Goals:
(1) In the forum thread on keeping a component inventory, what inventory management system does Mo1978 say he uses?
(2) Reproduce the portion of the forum thread on component inventory that opens with the words containing "# Google Sheets" and closes with "make re-ordering easier.".
(3) Resume the forum thread about keeping a component inventory from the point where it stops.
[start Extract provided]
# Google Sheets Template for Component Inventory?



## Jovi Bon Kenobi (Jul 14, 2019)

I have A LOT of parts and I figured what better time than now to make an inventory of all my components so I can keep track of em and make re-ordering easier.
Do any of you use a Google Sheets template or have a link to an ideal free spreadsheet template that I can use to start entering in my inventory? How do you all keep track of what you have on hand?
I have 4 of these.


----------



## Mo1978 (Jul 24, 2019)

I use https://www.partkeepr.org/, it is an open source inventory management system. I installed it on my webserver and could not live without it anymore. Items are synced from an online database, you can manage projects and see if you can build them and remove all used parts for that project from your stock and so on.


----------



## Jovi Bon Kenobi (Jul 25, 2019)

Mo1978 said:


> I use https://www.partkeepr.org/, it is an open source inventory management system. I installed it on my webserver and could not live without it anymore. Items are synced from an online database, you can manage projects and see if you can build them and remove all used parts for that project from your stock and so on.


Awesome! That sounds promising. I spent the last few days entering my inventory into a super generic google sheets doc but I really don't know how to do any of the fancy stuff that make spreadsheets handier, like pars, links, mathy bits, or other wizardry.


----------



## bowanderror (Jul 25, 2019)
[end Extract provided]
[start Dataset extract]
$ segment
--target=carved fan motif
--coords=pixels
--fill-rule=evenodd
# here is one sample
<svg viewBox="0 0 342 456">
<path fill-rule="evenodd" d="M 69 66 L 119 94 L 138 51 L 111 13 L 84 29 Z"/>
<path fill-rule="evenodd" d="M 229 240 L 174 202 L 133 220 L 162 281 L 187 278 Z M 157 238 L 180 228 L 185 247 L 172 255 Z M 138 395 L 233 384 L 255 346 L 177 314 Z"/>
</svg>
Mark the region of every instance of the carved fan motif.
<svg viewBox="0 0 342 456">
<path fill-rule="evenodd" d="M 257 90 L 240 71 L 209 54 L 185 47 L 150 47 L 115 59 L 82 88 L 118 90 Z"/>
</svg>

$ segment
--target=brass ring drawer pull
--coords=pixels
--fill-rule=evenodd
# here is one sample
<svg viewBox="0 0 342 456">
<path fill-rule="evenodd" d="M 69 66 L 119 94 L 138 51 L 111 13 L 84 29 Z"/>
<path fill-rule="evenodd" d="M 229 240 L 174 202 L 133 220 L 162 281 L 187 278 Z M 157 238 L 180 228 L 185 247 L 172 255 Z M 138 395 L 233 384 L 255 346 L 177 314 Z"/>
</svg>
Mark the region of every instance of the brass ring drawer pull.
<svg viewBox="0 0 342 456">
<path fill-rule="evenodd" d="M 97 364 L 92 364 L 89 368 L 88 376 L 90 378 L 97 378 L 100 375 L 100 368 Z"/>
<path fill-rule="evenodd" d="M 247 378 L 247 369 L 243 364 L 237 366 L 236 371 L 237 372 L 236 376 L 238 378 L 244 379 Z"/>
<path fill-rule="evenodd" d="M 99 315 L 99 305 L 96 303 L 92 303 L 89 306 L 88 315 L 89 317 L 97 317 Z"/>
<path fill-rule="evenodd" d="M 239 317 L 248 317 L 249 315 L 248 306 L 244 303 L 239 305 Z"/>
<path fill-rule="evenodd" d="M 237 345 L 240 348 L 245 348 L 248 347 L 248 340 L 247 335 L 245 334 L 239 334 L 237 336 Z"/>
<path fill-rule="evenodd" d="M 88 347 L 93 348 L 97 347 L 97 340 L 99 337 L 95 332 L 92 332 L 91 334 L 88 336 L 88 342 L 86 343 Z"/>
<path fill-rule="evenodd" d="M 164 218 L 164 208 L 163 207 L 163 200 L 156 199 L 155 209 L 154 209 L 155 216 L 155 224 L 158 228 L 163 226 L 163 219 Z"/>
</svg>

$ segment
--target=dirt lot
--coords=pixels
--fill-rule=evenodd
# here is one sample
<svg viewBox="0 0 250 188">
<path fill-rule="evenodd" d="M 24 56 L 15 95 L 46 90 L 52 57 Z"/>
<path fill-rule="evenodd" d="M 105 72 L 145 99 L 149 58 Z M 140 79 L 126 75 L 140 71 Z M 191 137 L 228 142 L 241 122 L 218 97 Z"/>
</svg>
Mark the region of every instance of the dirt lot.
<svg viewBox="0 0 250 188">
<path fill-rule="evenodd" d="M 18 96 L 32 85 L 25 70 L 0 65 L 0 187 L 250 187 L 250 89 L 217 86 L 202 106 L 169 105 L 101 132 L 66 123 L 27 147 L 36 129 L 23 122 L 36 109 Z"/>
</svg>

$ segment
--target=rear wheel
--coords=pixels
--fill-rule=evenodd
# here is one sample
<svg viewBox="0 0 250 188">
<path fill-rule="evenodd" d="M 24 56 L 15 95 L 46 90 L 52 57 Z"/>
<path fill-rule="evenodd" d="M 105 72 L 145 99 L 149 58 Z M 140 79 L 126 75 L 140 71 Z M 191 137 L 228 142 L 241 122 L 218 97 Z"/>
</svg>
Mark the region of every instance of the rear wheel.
[end Dataset extract]
Response list:
(1) PartKeepr (https://www.partkeepr.org/), an open source inventory management system.

(2)
# Google Sheets Template for Component Inventory?



## Jovi Bon Kenobi (Jul 14, 2019)

I have A LOT of parts and I figured what better time than now to make an inventory of all my components so I can keep track of em and make re-ordering easier.

(3)
Not necessarily what you're looking for, but I use this sheet of common components when I'm ordering parts for multiple projects all at the same time. It also works for stocking common components when you're going to be breadboarding or modding stuff and you're not sure exactly what all you'll need.

I can't remember who I got it from, but whomever posted this on DIYS/FSB, thanks a million!








						pedal parts
					

general  res,ceramic cap,film cap,elec cap,pot,IC,transistors,switch,enclosure 10R,4p7,1n,1uF,linear,LM308,BC108,NPN Si,foot 3P3T,1590B 33R,10p,2n2,2u2,1K B,LM358,BC109c,NPN Si,foot DPDT,1590BB 47R,22p,3n3,3u3,2KB,LM741,BC184,foot momentary,125B 100R,30p,4n7,4u7,5K B,LM386,BC309,SPDT on/on 220R,4...




					docs.google.com


----------



## Jovi Bon Kenobi (Jul 25, 2019)

Thanks! Everything there is in my list. When I get my Google sheets list in order I'll post a copy up if anyone wants to use it. Ideally I'd like to have it have a counter so when I click on it it adds to an "order more" column, but I don't know how to do this yet. If anyone does, please share. Also having prices, links, part numbers, etc...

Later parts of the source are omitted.